**Extrait du texte:**
***

L’article L. 52-8 du Code électoral interdit aux collectivités publiques de participer au financement de la campagne d’un candidat soit directement, soit par l’intermédiaire d’avantages en nature. Ce principe connaît une exception dès lors que les collectivités offrent à l’ensemble des candidats la même prestation (salle communale par exemple). En l’espèce, les requérants critiquaient la réalisation et la distribution de cartes de vœux communales lors de la nouvelle année comportant la mention « chef de file des communistes aux élections municipales ». Le Conseil d’Etat refuse de condamner cette pratique dès lors qu’il apparaît que le candidat a remboursé la commune pour la réalisation de ces cartes et que cette dépense figure dans son compte de campagne. De même, l’utilisation par un candidat de lignes téléphoniques et de télécopie correspondant à des abonnements souscrits par la commune n’est pas sanctionnable dès lors qu’il apparaît que la collectivité publique a fait interrompre très rapidement lesdits abonnements.

Conseil d’Etat, 8 juillet 2002, n° 240021, Elections municipales de Clichy

Financement des campagnes électorales – Article 118-3 du Code électoral – Absence de dépôt du compte - Etat de santé – Modestie des dépenses – Bonne foi du candidat (non)

L’article L. 52-12 du Code électoral impose à certains candidats de déposer dans les deux mois auprès de la préfecture son compte de campagne, qui sera ensuite transmis à la commission nationale des comptes de campagne et des financements politiques. En cas d’irrégularités, le candidat s’expose aux termes de l’article L. 197 du Code électoral à une sanction d’une année d’inéligibilité. L’article L. 118-3 offre néanmoins au juge des élections le pouvoir de ne pas prononcer cette sanction dès lors que la bonne foi du candidat est établie. Seulement, cet article ne vise que les cas de dépassements et non l’absence de dépôt du compte qui constitue une formalité substantielle à laquelle il ne peut être dérogé et ceci quelle que soit l’importance des dépenses. En conséquence, le juge des élections refuse de faire bénéficier le candidat de la mesure de clémence. En outre, le Conseil d’Etat précise que l’état de santé du requérant et la modestie des dépenses engagées ne permettent pas au candidat de bénéficier de ladite exonération.

***

**Consigne 1:**
Répondez à ces questions d'après l'extrait du texte :
(a) Quel article du Code électoral interdit aux collectivités publiques de participer au financement de la campagne d'un candidat ?
(b) Dans quel délai certains candidats doivent-ils déposer leur compte de campagne auprès de la préfecture ?
(c) Quelle sanction l'article L. 197 prévoit-il en cas d'irrégularités ?
**Consigne 2:** Relevez tous les articles du Code électoral dont le numéro est précédé de « L. » dans l'extrait du texte.
**Consigne 3:** Recopiez le passage de l'extrait du texte situé entre « Conseil d’Etat, 8 » et « du candidat (non) », ces deux bornes comprises.
Les lignes qui suivent forment un matériau à part, sans rapport avec l'extrait du texte.

**Extrait de données:**
***

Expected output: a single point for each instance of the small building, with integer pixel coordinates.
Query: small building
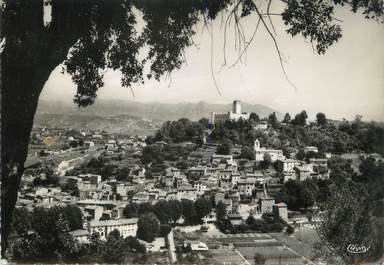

***

**Réponse attendue 1:**
(a) L'article L. 52-8.
(b) Dans les deux mois.
(c) Une année d'inéligibilité.

**Réponse attendue 2:** L. 52-8, L. 52-12, L. 197, L. 118-3

**Réponse attendue 3:**
Conseil d’Etat, 8 juillet 2002, n° 240021, Elections municipales de Clichy

Financement des campagnes électorales – Article 118-3 du Code électoral – Absence de dépôt du compte - Etat de santé – Modestie des dépenses – Bonne foi du candidat (non)